**Problem set**
1 – From the page on twice-exceptional young people, extract the passage from "These challenges can" up to and including "able to learn.".
2 – Condense the paragraph of the page on twice-exceptional young people that starts with "Students may excel in many areas" into a shorter version that keeps its main facts.

2e

Twice-exceptional

At Kids Like Us, our focus is on helping twice-exceptional (or ‘2e’) young people, but not everyone knows what this means, and the question we get asked the most is this:

What does twice-exceptional mean?

Many Australian states identify gifted students according to the definition proposed by education researcher Professor Françoys Gagné. ‘Giftedness’ is considered as an outstanding potential, while ‘talent’ is outstanding performance.

Gagné suggests that the environment, chance events, motivation and personality all influence the way that an individual’s talent develops and presents itself. Gifted and talented children and young people can occur in any circumstance, but Gagné highlights:

       • Academic disciplines – including math, science, humanities and languages;

       • Physical, artistic and technical disciplines – including sport, performing, art, music and computers;

       • Creative areas – including thinking and problem solving;

       • Social areas – including communication, caring and leadership.

Students may excel in many areas or in a very narrow specific domain. However, a twice-exceptional (2e) student also has a challenge of some kind – this challenge may be officially identified as a disability or social emotional problem …or it may not.

These challenges can be anything from Autism to Dyslexia, or ADHD to Medical issues, and can have a significant effect on how well a person is able to learn.

Stored records:
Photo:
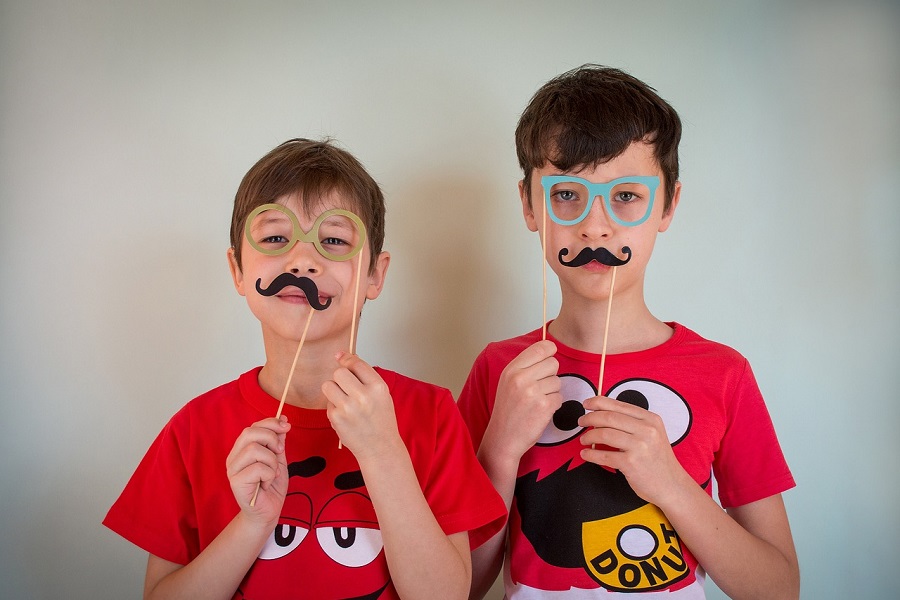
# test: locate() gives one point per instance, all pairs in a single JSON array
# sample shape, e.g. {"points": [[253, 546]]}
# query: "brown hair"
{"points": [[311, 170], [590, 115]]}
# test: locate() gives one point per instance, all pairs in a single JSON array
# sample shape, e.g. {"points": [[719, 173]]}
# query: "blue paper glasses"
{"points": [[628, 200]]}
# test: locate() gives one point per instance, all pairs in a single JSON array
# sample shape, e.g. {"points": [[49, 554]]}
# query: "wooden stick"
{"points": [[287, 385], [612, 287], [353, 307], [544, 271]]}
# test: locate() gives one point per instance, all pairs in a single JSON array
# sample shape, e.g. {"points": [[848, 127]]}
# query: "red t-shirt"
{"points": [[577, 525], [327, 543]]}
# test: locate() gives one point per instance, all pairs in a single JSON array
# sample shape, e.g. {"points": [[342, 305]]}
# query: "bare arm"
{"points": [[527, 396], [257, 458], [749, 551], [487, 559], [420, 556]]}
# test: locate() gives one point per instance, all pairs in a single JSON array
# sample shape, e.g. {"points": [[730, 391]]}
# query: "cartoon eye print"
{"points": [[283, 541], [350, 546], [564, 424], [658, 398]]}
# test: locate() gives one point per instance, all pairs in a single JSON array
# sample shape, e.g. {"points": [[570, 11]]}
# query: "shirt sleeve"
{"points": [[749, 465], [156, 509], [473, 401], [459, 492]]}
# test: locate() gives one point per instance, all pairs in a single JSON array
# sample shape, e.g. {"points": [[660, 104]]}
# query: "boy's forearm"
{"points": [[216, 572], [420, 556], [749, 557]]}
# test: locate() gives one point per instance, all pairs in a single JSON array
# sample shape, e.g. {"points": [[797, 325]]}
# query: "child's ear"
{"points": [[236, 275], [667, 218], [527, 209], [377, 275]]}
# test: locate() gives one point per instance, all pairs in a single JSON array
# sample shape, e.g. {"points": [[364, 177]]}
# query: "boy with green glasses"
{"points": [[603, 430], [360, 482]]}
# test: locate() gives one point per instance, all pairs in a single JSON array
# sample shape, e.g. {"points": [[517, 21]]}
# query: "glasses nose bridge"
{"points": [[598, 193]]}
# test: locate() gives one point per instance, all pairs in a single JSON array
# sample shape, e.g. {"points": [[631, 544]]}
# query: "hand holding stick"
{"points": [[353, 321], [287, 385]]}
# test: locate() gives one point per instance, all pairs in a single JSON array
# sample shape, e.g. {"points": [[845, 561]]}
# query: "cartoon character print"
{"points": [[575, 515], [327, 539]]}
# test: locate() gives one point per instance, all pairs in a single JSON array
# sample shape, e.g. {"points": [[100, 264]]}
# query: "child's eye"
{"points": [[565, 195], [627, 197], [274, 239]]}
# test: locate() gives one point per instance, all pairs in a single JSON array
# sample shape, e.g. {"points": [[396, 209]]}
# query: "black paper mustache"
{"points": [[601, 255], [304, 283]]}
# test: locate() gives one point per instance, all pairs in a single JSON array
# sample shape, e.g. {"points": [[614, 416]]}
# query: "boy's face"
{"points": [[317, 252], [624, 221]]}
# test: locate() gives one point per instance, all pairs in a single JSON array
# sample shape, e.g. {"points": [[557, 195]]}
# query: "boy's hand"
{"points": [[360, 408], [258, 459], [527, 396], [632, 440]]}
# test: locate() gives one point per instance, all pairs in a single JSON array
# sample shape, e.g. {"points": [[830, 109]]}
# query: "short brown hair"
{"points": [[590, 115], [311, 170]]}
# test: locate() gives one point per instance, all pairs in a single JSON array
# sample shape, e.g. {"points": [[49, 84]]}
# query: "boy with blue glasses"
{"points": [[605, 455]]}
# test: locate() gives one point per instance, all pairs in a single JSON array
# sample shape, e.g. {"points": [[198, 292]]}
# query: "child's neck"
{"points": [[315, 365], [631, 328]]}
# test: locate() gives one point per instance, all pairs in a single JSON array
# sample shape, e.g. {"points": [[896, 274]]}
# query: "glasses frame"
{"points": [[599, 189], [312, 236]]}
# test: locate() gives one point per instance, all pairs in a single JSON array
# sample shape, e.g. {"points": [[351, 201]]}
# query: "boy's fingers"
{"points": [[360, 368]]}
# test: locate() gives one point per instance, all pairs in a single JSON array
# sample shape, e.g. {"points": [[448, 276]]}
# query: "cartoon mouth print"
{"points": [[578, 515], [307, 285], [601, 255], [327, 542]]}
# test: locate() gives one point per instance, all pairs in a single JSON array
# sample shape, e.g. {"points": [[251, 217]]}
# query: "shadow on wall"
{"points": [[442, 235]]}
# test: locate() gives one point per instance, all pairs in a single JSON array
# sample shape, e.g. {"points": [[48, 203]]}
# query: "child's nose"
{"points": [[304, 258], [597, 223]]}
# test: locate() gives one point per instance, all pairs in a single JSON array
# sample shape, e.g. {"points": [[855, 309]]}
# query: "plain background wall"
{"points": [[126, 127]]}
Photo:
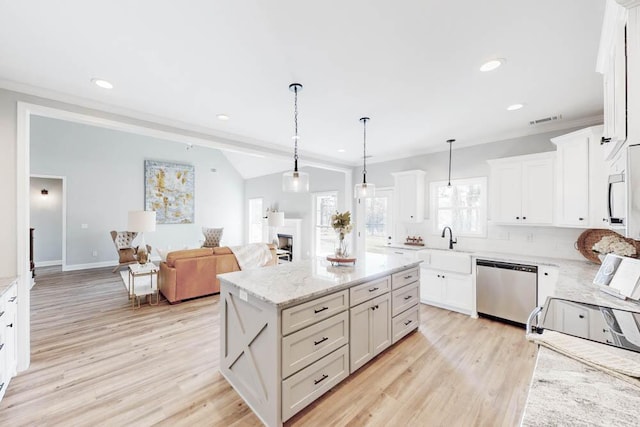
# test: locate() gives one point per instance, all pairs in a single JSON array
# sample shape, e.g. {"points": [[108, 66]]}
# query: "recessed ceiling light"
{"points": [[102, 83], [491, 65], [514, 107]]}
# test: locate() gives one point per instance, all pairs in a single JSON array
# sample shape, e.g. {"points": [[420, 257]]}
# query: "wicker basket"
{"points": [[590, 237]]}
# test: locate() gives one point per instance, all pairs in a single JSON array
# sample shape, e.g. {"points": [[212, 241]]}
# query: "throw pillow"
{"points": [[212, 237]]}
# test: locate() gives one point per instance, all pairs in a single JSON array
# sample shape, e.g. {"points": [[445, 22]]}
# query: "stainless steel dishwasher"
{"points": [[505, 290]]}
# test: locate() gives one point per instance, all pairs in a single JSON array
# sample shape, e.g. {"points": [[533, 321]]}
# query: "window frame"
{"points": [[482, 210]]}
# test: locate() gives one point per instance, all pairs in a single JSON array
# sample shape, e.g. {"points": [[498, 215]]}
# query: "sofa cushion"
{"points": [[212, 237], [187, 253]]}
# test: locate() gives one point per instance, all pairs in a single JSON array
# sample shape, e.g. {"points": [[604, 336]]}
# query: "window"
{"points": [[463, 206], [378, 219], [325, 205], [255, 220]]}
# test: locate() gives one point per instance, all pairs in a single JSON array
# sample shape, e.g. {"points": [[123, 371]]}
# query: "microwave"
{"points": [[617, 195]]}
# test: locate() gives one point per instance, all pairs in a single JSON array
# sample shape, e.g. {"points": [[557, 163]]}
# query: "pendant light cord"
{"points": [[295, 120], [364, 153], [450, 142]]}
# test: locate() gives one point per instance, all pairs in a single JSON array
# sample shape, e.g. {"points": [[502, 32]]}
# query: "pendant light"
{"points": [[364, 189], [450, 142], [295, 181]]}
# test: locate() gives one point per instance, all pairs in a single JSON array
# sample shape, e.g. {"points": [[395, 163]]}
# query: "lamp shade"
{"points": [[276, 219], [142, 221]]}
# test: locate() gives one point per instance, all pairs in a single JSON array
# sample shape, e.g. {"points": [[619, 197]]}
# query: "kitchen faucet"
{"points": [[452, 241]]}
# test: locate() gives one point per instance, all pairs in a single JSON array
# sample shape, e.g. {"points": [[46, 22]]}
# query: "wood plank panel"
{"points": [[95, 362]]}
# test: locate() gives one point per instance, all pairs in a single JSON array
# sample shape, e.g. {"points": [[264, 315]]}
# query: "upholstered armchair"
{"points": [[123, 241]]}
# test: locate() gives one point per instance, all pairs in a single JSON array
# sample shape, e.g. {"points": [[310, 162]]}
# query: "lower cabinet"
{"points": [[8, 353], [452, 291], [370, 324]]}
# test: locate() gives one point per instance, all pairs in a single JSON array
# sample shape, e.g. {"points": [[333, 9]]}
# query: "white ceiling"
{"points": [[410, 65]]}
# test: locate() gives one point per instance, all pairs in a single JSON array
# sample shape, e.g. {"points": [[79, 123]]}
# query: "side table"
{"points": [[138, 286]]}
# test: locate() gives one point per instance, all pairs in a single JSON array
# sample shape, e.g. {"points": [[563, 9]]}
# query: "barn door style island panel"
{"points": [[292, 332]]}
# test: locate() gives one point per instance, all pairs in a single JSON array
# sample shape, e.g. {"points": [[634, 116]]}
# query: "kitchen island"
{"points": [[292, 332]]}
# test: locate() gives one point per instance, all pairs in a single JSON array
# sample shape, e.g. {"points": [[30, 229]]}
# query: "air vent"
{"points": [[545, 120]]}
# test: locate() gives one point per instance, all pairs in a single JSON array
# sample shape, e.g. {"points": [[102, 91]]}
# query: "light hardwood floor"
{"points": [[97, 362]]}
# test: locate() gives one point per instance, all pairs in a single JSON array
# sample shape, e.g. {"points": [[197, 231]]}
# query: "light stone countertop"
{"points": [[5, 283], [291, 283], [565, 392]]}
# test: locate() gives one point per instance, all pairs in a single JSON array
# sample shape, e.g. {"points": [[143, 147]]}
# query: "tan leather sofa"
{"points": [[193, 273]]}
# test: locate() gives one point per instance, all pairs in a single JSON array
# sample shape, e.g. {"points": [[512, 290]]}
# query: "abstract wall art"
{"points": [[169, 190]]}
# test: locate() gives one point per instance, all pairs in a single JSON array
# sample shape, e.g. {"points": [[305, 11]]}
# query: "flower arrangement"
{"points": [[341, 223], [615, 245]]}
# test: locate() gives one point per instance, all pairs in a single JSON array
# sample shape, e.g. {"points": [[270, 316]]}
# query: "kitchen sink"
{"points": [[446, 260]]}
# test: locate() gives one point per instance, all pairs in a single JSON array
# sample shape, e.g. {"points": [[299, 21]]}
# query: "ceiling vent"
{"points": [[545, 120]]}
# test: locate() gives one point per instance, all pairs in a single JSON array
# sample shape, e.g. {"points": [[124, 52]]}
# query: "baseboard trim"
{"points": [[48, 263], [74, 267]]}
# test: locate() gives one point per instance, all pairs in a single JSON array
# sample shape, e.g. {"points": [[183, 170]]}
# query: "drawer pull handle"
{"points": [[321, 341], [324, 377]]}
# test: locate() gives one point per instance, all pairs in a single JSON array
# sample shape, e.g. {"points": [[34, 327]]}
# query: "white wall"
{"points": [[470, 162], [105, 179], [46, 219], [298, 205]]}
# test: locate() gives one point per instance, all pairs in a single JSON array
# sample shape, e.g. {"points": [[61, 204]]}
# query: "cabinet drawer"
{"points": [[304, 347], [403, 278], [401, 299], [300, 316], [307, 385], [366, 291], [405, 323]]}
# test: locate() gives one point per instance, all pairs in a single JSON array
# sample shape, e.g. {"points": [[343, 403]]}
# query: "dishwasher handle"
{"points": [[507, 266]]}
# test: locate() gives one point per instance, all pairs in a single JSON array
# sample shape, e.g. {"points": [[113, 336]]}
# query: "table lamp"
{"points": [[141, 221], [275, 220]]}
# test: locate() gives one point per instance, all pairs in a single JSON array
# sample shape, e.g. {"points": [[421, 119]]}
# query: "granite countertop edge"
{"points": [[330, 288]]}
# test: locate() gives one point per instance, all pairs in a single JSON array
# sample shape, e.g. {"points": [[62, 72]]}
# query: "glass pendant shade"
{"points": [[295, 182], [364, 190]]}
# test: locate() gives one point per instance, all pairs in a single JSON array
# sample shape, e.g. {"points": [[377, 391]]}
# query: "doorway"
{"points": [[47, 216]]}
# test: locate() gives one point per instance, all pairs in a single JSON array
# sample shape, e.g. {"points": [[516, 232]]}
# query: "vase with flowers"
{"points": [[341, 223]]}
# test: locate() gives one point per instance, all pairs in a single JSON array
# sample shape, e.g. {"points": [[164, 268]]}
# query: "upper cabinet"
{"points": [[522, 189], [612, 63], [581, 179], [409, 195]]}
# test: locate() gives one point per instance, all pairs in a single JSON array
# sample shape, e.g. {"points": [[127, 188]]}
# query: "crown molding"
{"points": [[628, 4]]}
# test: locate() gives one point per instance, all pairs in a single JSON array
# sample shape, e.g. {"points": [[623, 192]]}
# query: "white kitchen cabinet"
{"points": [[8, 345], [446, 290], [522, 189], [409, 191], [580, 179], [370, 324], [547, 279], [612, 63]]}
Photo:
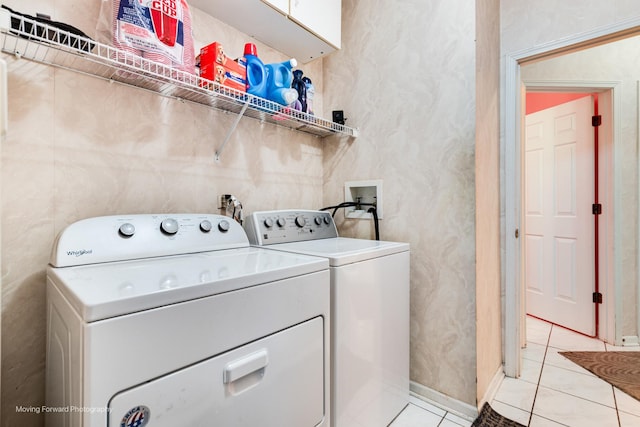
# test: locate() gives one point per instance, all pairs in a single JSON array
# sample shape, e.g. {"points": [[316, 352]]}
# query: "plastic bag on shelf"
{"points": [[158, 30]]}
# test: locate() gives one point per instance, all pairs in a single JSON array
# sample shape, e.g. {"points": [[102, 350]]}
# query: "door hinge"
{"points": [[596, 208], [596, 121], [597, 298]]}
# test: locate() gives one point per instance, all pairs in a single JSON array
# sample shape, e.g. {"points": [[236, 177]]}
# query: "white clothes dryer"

**Solutions below**
1 –
These challenges can be anything from Autism to Dyslexia, or ADHD to Medical issues, and can have a significant effect on how well a person is able to learn.

2 – Students may excel in many areas or in one narrow domain. A twice-exceptional (2e) student also has some kind of challenge, which may or may not be officially identified as a disability or social emotional problem.